Extracted data entries
*** Block opens ***

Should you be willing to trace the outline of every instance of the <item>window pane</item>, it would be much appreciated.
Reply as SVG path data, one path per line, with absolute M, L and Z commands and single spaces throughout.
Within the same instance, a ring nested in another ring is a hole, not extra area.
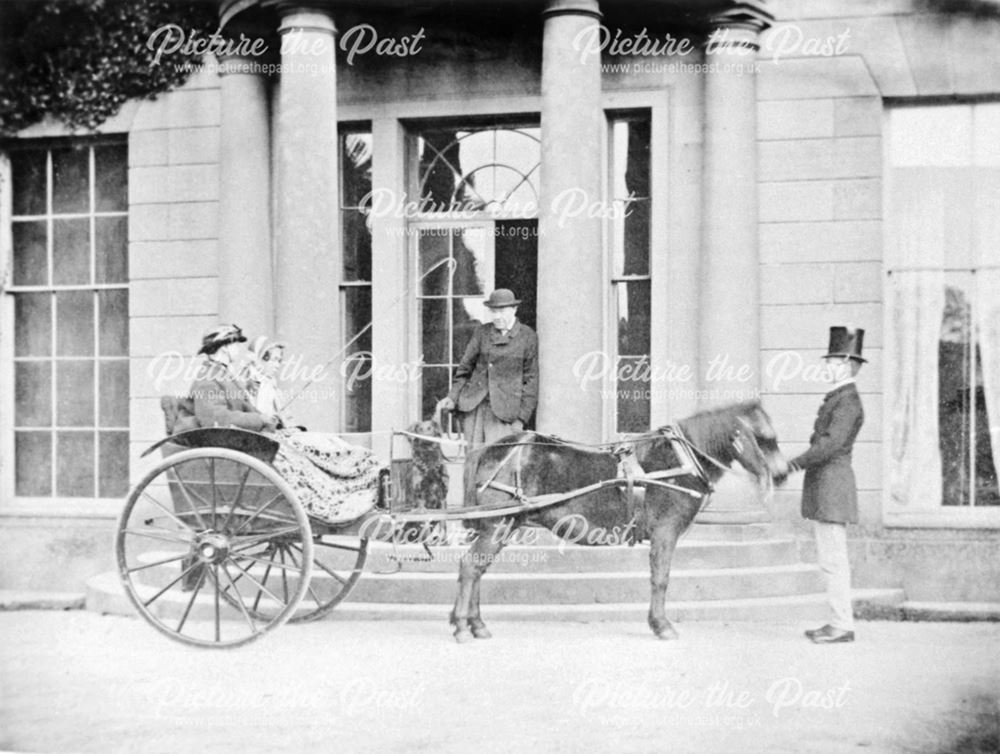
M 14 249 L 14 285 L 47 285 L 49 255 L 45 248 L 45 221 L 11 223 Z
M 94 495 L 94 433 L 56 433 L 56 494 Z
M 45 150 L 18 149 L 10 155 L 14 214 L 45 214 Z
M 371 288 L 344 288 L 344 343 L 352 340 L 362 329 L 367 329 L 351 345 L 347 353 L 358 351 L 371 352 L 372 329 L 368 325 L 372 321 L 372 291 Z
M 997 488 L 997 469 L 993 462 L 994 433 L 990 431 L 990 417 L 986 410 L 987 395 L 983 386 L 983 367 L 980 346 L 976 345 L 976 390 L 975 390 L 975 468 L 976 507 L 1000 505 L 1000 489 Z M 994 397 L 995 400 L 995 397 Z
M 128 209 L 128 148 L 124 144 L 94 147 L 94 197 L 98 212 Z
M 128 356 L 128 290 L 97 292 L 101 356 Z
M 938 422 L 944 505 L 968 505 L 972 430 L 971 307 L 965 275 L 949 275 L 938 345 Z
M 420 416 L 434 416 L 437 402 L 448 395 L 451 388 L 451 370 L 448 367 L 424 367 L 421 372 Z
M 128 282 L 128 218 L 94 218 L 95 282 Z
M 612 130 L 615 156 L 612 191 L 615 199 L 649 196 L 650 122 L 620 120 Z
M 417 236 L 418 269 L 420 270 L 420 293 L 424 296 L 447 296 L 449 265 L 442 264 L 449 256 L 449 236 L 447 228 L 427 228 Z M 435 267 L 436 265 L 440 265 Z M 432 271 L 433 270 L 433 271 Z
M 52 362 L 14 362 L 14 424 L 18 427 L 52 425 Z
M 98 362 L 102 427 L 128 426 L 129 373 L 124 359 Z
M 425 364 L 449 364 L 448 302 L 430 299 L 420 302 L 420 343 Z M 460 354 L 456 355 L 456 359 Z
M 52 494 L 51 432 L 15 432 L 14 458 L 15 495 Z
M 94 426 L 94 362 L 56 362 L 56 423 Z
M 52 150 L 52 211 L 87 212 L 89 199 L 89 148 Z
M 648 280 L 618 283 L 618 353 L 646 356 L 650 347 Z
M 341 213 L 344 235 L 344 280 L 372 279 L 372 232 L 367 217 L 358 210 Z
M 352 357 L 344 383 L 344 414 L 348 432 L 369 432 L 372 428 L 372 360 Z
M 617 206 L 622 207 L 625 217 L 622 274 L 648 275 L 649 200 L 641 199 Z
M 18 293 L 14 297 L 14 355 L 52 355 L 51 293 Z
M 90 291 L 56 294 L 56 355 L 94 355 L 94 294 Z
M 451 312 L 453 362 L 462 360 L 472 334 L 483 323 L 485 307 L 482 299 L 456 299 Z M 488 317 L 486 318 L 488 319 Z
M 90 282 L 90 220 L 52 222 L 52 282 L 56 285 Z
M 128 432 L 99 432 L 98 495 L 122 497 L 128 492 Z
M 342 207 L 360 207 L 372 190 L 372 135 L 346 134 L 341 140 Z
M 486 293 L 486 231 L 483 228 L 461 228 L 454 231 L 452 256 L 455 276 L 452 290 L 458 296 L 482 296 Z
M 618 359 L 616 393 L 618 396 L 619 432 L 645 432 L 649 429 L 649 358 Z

*** Block closes ***

## ASSIGNMENT
Return exactly the lines from the beginning of the data above through the one containing "Reply as SVG", please. Include both end lines and add nothing else.

## OUTPUT FOR THIS TASK
Should you be willing to trace the outline of every instance of the <item>window pane</item>, it would be much appreciated.
Reply as SVG path data, one path per line, with absolute M, L and Z commands and single spaces throughout.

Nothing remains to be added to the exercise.